(Text shown Opens)
Vet school latches on the second day of orientation and for the next four years reminds you constantly that you are going to be a Doctor, with Responsibilities, to say nothing of Board Exams. Also you have two patients to write discharge instructions for and rounds starts in an hour and you haven't looked up ketoacidosis in small ruminants yet.

Also you need to do treatments, like, now.

Grad school, on the other hand, stretches luxuriously in the morning, looks at the clock, and says, "Eh, I don't have any classes or work on Wednesday, I'll sleep in a little and be better rested to work on my essays." (Obviously people who have jobs to juggle with classes are going to be in more of a vet school category of time management.)

Nor does grad school place the same emphasis on facts...facts are secondary to the bigger picture of synthesizing ideas, making connections, and revising your resume to a finely honed reflection of your finest career attributes.

The veterinary student side of me freaks out about this.
The grad student side goes, "I will think about things...hm, what should I make for dinner?" Once in a while the grad student side also goes, "Holy cow, I have a lot of homework to catch up on." However, there are always a few more hours in the day, we're mostly just skimming articles anyway, and it's important to take time...to synthesize.

And then you get to that point in the semester where all the essays come due, the one class that involves knowing facts has an exam and it occurs to you that with all the synthesis and all the leisurely discussions, you still don't know what your job would actually entail. And then grad school is just like vet school but with even less certainty of what you do when you graduate, except that you aren't done for the day when you leave the school because there's always more essays to write and readings to synthesize.

And it's a lot harder to write discharge instructions in AMA style.

Monday, November 19, 2012

The internship hunting process

I cannot help but reflect that, had I known six months ago that my back-up plan for public health was going to be getting some more clinical experience by way of an internship, I would have been a little more careful to talk to some interns in the many interesting places I was visiting. Everything was public health-themed, however, and there are enough alternate paths in that field alone to keep a student busy figuring out all the options.

I also would have contacted some of my clinicians from school earlier and made sure that they could recognize me from the crowd. And that they covered a range of specialties (tip: selection committees are made up of clinicians...and they expect to see clinician letters of recommendation. Epidemiologists, even epidemiologists with a medical degree, do not quite count). 

There has been scrambling, added to the scrambling for school and mid-term essays, and the scrambling on the other end of the intern hunting process, which is going and looking at the clinics I'm applying to. I was disappointed in the internet's paucity of advice on this topic. Questions that occurred to me:

1. What do you wear if you are visiting a clinic for a day? Nice scrubs? A suit that can survive the odd encounter with a patient? I suspect most clinics don't intend to let unvetted (pardon the pun) intern applicants touch the animals, much less treat them. But...you never know. There are clinics that do, assuming that if you are put together enough to be visiting for internships, you must have reached a basic level of competence in fourth year.
(Text shown Closes)
(Supplied information Opens)
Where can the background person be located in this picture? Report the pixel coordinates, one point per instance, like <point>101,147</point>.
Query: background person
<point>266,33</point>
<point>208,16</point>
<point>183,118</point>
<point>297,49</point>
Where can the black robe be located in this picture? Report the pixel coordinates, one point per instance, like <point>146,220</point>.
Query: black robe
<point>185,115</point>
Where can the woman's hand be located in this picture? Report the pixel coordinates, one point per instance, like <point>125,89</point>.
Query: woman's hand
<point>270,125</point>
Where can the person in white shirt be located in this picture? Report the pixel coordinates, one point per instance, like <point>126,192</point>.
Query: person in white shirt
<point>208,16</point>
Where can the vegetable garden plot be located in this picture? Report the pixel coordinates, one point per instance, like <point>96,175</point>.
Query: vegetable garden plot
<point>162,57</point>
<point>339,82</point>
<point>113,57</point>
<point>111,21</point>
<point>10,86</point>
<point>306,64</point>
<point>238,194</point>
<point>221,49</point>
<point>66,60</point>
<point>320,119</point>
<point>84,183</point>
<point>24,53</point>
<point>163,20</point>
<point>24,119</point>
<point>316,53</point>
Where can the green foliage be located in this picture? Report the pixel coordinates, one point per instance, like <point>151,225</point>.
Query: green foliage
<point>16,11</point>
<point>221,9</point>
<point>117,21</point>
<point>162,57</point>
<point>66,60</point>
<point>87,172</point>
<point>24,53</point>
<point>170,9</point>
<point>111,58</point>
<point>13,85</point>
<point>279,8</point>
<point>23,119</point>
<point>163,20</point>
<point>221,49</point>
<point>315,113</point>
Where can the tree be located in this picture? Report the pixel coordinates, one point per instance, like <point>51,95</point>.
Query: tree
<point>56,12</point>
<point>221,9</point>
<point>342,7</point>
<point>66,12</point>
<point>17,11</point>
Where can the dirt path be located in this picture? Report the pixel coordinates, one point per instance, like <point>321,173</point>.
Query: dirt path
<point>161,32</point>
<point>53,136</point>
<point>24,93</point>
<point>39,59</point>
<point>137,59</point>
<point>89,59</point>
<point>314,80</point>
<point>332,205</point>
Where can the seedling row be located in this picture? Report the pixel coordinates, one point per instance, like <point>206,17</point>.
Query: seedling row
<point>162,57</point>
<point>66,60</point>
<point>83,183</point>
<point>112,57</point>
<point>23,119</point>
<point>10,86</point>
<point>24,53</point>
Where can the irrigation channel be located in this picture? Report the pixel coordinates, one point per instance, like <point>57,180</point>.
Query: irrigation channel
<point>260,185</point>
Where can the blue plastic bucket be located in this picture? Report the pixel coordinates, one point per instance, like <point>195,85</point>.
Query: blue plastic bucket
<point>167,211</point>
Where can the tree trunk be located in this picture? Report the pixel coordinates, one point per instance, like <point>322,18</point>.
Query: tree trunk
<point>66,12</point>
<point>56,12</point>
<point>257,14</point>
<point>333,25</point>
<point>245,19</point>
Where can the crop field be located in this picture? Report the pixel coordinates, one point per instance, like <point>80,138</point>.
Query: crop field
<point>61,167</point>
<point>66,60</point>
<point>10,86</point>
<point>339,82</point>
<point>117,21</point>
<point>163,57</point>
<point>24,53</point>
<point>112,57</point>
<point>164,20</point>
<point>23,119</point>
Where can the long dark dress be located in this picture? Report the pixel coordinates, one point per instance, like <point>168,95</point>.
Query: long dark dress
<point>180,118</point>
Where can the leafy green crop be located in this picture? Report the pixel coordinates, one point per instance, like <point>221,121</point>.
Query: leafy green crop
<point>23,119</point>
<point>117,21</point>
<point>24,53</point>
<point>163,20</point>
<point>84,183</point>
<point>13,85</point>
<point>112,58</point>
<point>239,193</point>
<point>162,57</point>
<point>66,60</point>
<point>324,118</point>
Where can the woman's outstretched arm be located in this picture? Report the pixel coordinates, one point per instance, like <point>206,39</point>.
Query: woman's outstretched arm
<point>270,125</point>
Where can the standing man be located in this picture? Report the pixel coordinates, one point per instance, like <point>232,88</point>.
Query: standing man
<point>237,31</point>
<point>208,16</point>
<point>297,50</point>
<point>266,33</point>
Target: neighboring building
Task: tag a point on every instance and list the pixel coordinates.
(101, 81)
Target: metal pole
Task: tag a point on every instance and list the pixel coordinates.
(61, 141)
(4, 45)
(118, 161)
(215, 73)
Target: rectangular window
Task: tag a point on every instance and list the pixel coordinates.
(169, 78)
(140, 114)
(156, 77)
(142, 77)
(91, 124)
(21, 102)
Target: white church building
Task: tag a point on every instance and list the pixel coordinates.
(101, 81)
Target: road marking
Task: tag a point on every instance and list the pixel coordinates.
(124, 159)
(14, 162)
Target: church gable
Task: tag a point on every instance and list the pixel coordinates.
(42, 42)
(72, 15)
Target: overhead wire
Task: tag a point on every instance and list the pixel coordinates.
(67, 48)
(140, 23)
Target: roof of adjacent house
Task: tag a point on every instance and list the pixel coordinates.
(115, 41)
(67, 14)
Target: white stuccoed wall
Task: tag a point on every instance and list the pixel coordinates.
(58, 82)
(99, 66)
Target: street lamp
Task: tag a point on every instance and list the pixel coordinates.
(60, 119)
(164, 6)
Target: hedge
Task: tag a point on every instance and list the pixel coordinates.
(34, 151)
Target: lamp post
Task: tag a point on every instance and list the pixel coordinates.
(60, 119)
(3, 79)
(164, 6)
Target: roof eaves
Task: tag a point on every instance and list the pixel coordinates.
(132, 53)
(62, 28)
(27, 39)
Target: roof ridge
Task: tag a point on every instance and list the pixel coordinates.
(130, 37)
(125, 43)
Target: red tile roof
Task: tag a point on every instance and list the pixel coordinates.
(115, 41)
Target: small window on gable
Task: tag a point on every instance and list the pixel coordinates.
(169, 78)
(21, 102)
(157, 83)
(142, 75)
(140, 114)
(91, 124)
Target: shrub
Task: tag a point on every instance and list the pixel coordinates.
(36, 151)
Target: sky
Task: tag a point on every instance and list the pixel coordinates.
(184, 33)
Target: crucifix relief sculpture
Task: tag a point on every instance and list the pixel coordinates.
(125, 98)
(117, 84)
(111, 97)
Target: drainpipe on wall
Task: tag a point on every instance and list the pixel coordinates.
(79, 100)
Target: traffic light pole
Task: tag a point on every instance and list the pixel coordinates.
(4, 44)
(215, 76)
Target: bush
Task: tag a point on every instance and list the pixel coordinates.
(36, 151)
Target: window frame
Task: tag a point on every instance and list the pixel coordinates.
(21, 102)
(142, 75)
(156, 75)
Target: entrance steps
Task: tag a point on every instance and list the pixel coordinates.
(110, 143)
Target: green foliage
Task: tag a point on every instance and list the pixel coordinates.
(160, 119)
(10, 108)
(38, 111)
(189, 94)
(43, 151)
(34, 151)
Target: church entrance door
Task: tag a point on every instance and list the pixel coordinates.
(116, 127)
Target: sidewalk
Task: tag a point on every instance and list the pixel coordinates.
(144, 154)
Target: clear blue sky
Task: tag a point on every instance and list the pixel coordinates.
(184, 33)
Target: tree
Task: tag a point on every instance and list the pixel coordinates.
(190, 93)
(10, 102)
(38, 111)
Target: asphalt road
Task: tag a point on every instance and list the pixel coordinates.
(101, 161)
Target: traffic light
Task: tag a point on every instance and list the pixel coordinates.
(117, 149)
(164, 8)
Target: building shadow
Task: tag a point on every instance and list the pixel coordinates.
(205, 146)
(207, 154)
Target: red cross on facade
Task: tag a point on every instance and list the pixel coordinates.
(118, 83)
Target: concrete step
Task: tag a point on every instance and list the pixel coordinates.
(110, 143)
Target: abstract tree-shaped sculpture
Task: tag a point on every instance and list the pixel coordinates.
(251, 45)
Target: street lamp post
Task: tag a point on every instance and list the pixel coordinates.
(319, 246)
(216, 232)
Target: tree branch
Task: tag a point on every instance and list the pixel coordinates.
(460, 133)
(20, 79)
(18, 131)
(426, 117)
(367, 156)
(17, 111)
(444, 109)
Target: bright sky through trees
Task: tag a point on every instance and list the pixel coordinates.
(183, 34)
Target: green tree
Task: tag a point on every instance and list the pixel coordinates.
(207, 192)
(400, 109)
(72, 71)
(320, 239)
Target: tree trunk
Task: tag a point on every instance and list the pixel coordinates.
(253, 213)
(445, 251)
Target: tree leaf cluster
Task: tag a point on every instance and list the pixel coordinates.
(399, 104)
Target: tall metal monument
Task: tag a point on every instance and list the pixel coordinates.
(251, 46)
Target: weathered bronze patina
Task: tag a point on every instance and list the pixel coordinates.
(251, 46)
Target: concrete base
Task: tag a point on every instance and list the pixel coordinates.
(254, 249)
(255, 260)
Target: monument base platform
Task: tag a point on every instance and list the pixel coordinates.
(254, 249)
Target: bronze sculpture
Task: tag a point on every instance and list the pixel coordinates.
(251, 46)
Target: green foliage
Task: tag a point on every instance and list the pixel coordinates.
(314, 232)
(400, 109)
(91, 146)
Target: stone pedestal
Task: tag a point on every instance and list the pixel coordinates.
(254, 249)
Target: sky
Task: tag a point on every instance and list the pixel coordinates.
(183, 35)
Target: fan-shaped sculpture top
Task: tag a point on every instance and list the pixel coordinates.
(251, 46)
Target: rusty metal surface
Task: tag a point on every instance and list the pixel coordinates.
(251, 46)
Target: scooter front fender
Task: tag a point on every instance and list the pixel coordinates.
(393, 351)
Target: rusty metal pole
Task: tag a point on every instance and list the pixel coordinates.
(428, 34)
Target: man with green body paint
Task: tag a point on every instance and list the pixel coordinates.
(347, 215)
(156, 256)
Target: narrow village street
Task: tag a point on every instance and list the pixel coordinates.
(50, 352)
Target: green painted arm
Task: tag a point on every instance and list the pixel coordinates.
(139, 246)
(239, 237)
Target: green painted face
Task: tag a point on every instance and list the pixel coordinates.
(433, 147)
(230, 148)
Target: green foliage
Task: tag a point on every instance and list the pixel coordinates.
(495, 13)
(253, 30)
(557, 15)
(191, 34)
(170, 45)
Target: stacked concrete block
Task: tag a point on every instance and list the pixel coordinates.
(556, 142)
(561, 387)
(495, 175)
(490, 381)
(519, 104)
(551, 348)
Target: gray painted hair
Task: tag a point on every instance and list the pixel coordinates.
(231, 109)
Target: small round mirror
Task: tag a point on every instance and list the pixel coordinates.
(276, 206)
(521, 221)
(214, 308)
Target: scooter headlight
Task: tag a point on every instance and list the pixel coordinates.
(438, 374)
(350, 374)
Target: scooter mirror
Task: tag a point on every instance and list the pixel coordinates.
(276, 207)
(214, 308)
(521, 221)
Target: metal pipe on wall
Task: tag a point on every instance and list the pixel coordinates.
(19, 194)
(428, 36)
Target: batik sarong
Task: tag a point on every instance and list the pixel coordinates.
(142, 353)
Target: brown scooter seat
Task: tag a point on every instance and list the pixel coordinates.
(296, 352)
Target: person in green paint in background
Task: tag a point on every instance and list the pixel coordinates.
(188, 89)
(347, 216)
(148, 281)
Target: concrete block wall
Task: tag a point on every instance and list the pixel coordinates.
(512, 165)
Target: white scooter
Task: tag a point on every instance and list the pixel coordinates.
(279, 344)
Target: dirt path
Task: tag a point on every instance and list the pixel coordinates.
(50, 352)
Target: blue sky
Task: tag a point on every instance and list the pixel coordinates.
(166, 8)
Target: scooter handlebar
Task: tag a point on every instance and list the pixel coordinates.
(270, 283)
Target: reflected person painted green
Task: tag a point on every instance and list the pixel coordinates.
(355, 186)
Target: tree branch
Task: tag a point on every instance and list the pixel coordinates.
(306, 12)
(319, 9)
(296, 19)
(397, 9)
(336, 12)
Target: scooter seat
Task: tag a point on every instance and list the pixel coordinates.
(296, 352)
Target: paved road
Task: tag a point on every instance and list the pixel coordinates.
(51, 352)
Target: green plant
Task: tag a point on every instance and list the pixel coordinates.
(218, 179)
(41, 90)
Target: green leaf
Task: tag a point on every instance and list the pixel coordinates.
(Supplied information Closes)
**What to produce:** Please repeat the vet school blog post word for word, from "Grad school, on" to "of time management.)".

**Response to this task:**
Grad school, on the other hand, stretches luxuriously in the morning, looks at the clock, and says, "Eh, I don't have any classes or work on Wednesday, I'll sleep in a little and be better rested to work on my essays." (Obviously people who have jobs to juggle with classes are going to be in more of a vet school category of time management.)